**Quoted passage**

============================================================

People have never been more critical to economic growth. As organizations move away from an industrial economy to one driven by skills and human traits, the capabilities and development of employees becomes paramount.  

More than ever, it’s the connection between employees, employers and customers that generates revenue, innovation, resilience and productivity. Despite this, many organizations are falling short in supporting people’s performance. 

More than half of UK workers report that their work has become more intense, leading to higher burnout, stress and attrition rates. Why is this the case? 

While HR managers work to address skill and performance gaps, many organizations remain focused on extracting value from employees rather than fostering people’s wellbeing and development. 

With change happening so fast, how can people leaders build high performing and productive workplaces while strengthening employees’ mental health, skills and career mobility? 

Speaking to HR and learning experts at HR Technology Europe in Amsterdam, here are 3 key insights we uncovered.

1. Skills-based people management boosts talent retention & career mobility 

“When you look at key changes in the world, the impact of technology and the way we think about the workforce, there is a tremendous transition that has to happen and that’s where the skills have to come in,”  Michel Stokvis, Senior Director, Randstad Innovation Fund.

As jobs evolve with new technologies, the half-life of skills has dropped to less than two and a half years. For organizations, this signalizes a need to rethink reskilling strategies. In short, employee development has to shift from careers to experiences, from verticals to networks and from job titles to skills.

============================================================

**Information given**
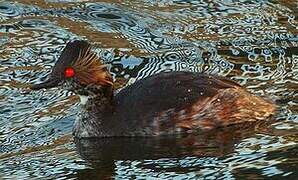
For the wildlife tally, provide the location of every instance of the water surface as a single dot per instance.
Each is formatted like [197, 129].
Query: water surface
[253, 42]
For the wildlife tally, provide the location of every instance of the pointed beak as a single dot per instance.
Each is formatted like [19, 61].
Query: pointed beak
[50, 83]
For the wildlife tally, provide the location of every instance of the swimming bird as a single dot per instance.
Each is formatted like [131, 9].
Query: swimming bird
[161, 104]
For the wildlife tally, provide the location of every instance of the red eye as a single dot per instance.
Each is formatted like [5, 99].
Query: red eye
[69, 72]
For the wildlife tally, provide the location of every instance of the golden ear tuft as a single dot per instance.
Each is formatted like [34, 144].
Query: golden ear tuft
[90, 70]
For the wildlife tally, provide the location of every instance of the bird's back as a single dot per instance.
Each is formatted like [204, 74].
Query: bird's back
[175, 101]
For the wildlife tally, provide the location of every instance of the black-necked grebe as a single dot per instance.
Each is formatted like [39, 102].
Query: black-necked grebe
[165, 103]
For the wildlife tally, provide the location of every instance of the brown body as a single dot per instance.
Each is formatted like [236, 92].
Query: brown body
[165, 103]
[186, 101]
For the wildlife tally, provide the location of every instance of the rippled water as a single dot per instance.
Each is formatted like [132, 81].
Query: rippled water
[252, 42]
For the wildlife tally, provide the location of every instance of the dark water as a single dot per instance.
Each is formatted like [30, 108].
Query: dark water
[252, 42]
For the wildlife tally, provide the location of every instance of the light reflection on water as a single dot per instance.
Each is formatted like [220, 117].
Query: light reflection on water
[253, 42]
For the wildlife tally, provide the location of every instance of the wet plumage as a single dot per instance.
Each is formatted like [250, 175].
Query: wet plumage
[165, 103]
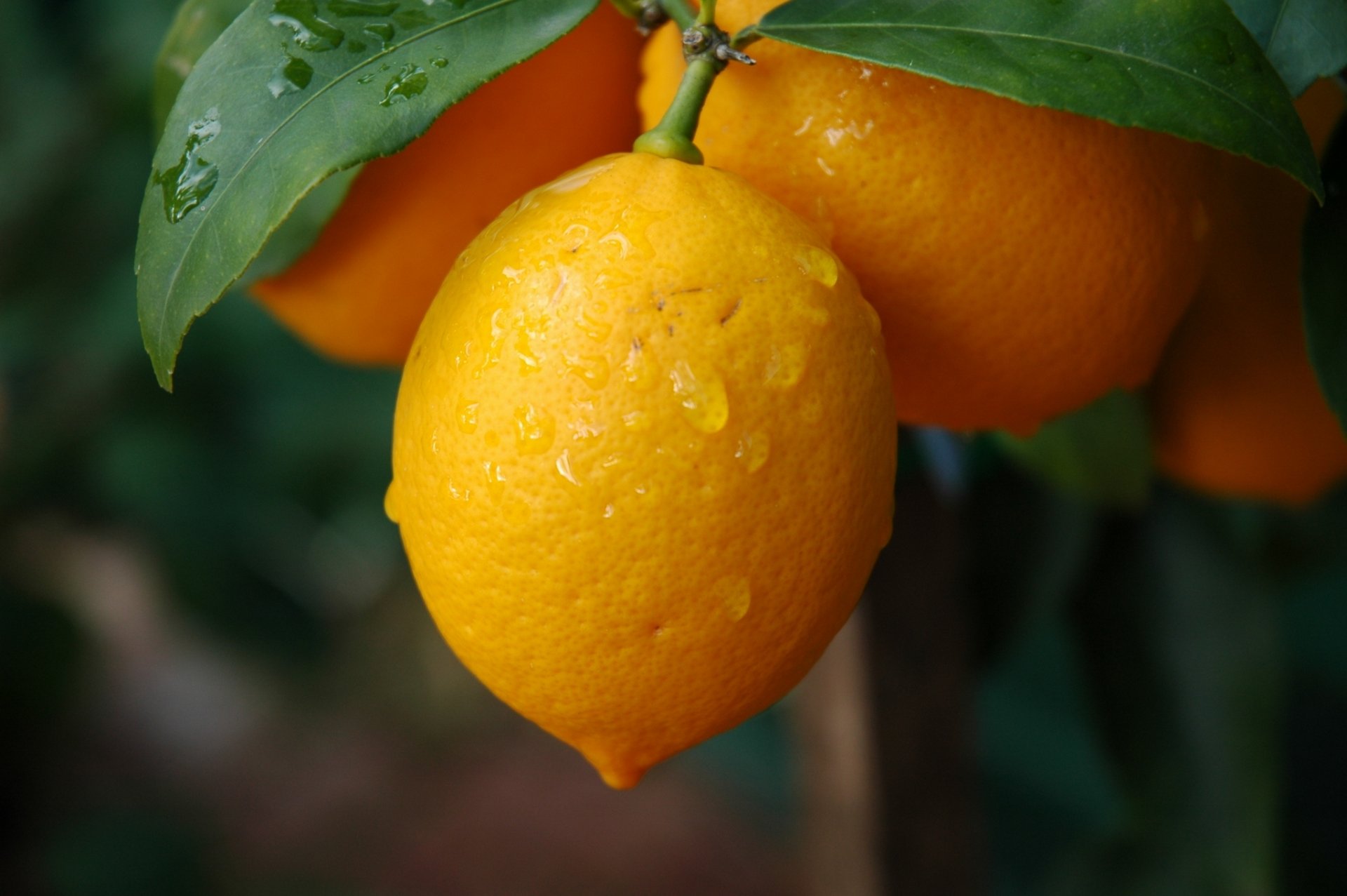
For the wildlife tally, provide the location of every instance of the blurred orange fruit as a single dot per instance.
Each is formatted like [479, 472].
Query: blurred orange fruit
[1023, 260]
[644, 456]
[1235, 405]
[361, 290]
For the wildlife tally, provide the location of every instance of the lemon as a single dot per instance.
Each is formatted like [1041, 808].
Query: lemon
[644, 455]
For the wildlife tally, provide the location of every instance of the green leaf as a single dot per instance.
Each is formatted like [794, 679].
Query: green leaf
[1101, 453]
[197, 25]
[1304, 39]
[293, 92]
[1181, 67]
[1323, 278]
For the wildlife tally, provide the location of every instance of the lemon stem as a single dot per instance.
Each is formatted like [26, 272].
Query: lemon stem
[707, 51]
[673, 136]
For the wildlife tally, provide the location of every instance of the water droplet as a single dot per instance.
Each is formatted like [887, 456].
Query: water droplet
[410, 81]
[704, 399]
[590, 368]
[307, 30]
[468, 415]
[619, 241]
[818, 265]
[640, 368]
[383, 32]
[347, 8]
[291, 76]
[187, 184]
[563, 468]
[528, 360]
[495, 480]
[786, 366]
[736, 596]
[753, 450]
[535, 430]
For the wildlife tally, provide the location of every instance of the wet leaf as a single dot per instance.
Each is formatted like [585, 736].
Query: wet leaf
[293, 92]
[1304, 39]
[197, 25]
[1183, 67]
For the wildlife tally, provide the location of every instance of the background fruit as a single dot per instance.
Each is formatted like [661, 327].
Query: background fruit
[360, 293]
[1023, 260]
[1235, 403]
[644, 456]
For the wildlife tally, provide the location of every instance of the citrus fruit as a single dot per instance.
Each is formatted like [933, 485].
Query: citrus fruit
[1235, 406]
[1023, 260]
[643, 456]
[361, 290]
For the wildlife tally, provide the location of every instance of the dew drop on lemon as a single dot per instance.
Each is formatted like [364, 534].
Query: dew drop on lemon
[495, 480]
[818, 265]
[534, 429]
[563, 468]
[704, 399]
[467, 415]
[786, 366]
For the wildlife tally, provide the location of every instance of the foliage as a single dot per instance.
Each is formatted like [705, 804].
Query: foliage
[256, 497]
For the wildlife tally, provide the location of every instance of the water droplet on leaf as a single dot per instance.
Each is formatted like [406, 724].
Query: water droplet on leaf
[187, 184]
[307, 30]
[291, 76]
[408, 83]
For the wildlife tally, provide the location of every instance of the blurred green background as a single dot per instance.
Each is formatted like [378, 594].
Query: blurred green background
[216, 676]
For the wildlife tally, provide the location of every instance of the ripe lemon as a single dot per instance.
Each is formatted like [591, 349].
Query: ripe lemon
[1235, 405]
[361, 290]
[643, 456]
[1024, 260]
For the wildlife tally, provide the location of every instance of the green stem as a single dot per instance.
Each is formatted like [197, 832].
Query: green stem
[673, 136]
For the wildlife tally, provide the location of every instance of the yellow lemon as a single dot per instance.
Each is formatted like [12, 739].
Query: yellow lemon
[1024, 260]
[643, 456]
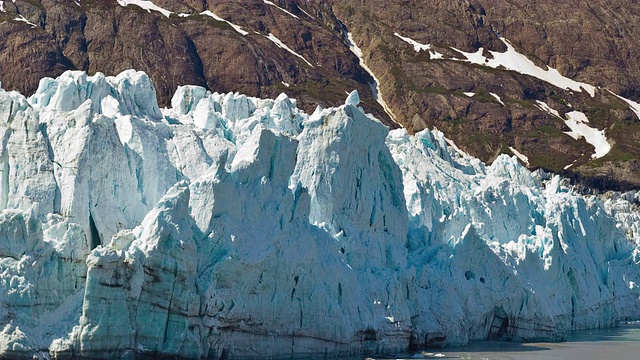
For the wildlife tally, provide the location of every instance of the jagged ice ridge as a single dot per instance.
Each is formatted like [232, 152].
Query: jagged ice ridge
[236, 226]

============================================================

**What is asked**
[1] Name each thing that the workplace performance text says the connection between employees, employers and customers generates.
[2] Update the workplace performance text by copying the part starting with "More than ever, it’s" and going on through "this the case?", changing "intense" to "demanding".

**Solutions per task**
[1] revenue, innovation, resilience, productivity

[2]
More than ever, it’s the connection between employees, employers and customers that generates revenue, innovation, resilience and productivity. Despite this, many organizations are falling short in supporting people’s performance. 

More than half of UK workers report that their work has become more demanding, leading to higher burnout, stress and attrition rates. Why is this the case?